[Data excerpts]

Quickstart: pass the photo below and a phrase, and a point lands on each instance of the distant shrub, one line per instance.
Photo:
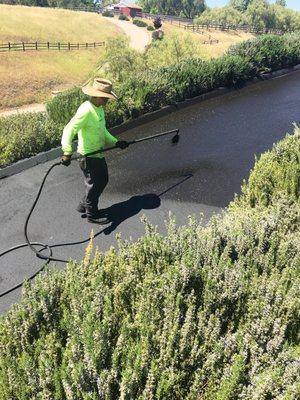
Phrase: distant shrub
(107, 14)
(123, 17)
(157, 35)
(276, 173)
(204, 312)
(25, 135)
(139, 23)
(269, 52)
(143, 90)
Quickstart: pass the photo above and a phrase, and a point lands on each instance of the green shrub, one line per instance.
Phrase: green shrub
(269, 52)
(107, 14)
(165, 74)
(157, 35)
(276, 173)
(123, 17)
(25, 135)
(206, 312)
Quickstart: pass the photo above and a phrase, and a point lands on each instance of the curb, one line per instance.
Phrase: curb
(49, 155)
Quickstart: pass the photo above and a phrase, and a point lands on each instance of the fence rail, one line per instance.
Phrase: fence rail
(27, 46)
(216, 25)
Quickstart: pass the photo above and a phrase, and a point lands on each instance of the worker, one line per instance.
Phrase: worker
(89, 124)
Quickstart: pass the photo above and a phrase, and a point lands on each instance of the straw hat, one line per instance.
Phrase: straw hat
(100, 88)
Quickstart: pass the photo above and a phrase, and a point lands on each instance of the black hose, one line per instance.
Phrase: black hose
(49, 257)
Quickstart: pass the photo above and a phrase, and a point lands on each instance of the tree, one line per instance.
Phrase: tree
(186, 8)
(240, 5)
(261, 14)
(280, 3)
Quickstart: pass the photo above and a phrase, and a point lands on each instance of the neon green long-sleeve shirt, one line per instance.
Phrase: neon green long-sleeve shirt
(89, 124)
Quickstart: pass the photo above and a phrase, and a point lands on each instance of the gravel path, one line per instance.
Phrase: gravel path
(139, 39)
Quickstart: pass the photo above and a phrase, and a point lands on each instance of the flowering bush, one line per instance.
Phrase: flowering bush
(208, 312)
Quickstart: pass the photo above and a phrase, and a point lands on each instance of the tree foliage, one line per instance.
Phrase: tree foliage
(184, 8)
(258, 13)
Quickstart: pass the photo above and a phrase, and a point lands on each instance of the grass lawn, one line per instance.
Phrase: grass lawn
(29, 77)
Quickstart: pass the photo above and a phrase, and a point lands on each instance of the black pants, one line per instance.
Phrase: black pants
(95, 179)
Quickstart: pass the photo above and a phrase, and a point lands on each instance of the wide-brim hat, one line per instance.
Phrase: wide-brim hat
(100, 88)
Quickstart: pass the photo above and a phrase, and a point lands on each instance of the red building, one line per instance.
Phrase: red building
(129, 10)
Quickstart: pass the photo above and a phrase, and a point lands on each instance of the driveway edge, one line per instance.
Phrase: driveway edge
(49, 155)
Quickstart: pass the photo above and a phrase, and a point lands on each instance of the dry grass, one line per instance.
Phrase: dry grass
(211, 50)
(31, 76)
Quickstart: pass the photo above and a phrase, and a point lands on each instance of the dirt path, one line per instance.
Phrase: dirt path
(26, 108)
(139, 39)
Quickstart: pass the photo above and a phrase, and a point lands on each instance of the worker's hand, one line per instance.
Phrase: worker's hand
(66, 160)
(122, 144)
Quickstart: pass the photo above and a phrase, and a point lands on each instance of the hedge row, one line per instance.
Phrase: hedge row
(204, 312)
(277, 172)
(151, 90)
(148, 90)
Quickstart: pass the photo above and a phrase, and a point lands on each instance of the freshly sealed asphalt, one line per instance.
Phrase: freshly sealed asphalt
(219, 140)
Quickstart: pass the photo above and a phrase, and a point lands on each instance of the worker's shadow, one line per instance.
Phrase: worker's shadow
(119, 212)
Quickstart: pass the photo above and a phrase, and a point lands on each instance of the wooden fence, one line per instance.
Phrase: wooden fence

**WHAT YOU HAVE TO DO**
Display each line of the data where "wooden" occurs.

**YOUR RESPONSE**
Quickstart: pass the photo above and a phrase, and a point lands on each instance of the wooden fence, one line per instance.
Phrase: wooden fence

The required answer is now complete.